- **Source extract**:
# OK, Password problem...Mint



## Arjai (Jul 13, 2015)

I just loaded Mint. While loading it asked for a username and password.

Loaded, Installed, Rebooted.

Won't take the Password I made just 5 minutes ago!!

Can I change it? Or do I reload, and hope it remembers my Password this time?


----------



## qubit (Jul 13, 2015)

You've just forgotten the password and it happens surprisingly often after people create one - I see it all the time at work. If you've written it down, what you entered into the PC could well be different, since the characters don't show on the screen when you set it, so it's possible to make the same mistake twice, but not subsequent times. You then can't log in.

There are password reset discs for Windows, but I don't know if there's one for Linux. Any Linux experts know?

If not, you'll have to reinstall it and be super careful with that password. Perhaps make two admin accounts after that reinstall and use one as a recovery account.


----------



## 95Viper (Jul 13, 2015)

Try it with the caps lock on... I hit that all the time.
It was nice when I had my Logitech keyboard, as I would disable the caps lock key.


----------



## Arjai (Jul 13, 2015)

Tried Capslock, no go. I am now trying to reload.

Failed twice. Doing Memtest86 ver1.70.

82 errors on first pass. 

Looks like I may have to buy another set of DDR for the Mad-Cruncher.

Got a good deal on some Mushkins, a while back. I might just load them into the MC, since This 'Ole Comp is down.


----------



## ChevyOwner (Jul 18, 2015)

http://community.linuxmint.com/tutorial/view/339
You can reset your password following the next steps:


Reboot your computer / Turn your computer on.
Hold down the *Shift* key at the start of the boot process to enable the GNU GRUB boot menu (if it does not show)
Press *ESC* at the GNU GRUB prompt.
Press *e* for edit.
Use the Arrow keys to highlight the line that begins with _kernel_ and press the *e* key.
Go to the very end of the line and add rw init=/bin/bash
Press *Enter* and then press *b* to boot your system.
Your system will boot up to a passwordless root shell.
Type in passwd yourusername
Set your new password.
Restart your system.


----------



## qubit (Jul 18, 2015)

Arjai said:


> Tried Capslock, no go. I am now trying to reload.
> 
> Failed twice. Doing Memtest86 ver1.70.
> 
> ...


Hardware errors. Yup, that will bork your PC, lol. It could stop you logging in too, depending on how the errors hit. Usually memory errors like this (and you have a lot there) just cause it to lock up solid, without even a moving mouse pointer.

Hope you get it fixed soon, buddy.


----------

- **Record extracts**:
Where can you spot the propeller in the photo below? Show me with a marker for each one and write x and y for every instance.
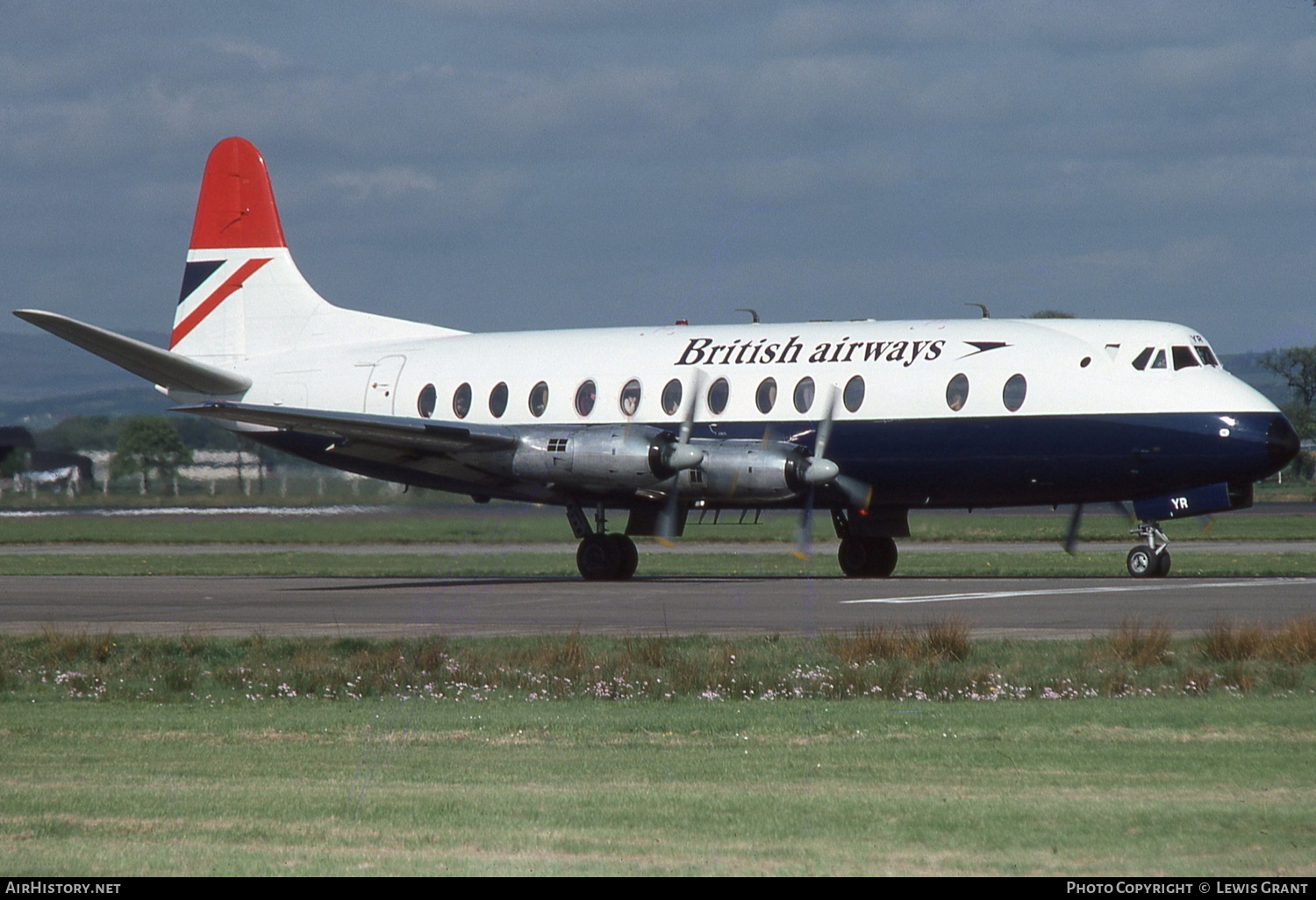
(819, 470)
(679, 457)
(1071, 536)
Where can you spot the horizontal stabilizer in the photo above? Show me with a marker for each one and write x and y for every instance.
(158, 366)
(360, 428)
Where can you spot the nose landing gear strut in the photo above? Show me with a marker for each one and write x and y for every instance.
(1150, 560)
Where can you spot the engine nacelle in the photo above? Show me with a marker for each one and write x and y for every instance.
(747, 473)
(595, 458)
(610, 460)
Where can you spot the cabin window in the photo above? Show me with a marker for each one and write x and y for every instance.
(497, 399)
(586, 395)
(957, 392)
(805, 394)
(1016, 389)
(766, 395)
(631, 397)
(1184, 358)
(853, 394)
(539, 399)
(426, 400)
(671, 396)
(462, 400)
(718, 394)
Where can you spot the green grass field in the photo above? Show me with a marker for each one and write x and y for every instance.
(512, 524)
(561, 755)
(1091, 787)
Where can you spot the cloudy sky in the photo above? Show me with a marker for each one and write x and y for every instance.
(497, 165)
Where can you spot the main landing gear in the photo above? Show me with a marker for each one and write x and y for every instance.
(602, 557)
(1150, 560)
(866, 555)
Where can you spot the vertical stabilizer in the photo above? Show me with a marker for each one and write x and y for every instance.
(242, 295)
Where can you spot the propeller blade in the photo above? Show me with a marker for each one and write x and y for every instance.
(1071, 536)
(805, 539)
(818, 470)
(681, 455)
(824, 433)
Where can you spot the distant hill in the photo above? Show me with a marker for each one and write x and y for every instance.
(1248, 368)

- **Exercise task**: In the forum thread about the Mint password, what does the reset procedure say to add at the very end of the line that begins with "kernel"?

- **Full solution**: rw init=/bin/bash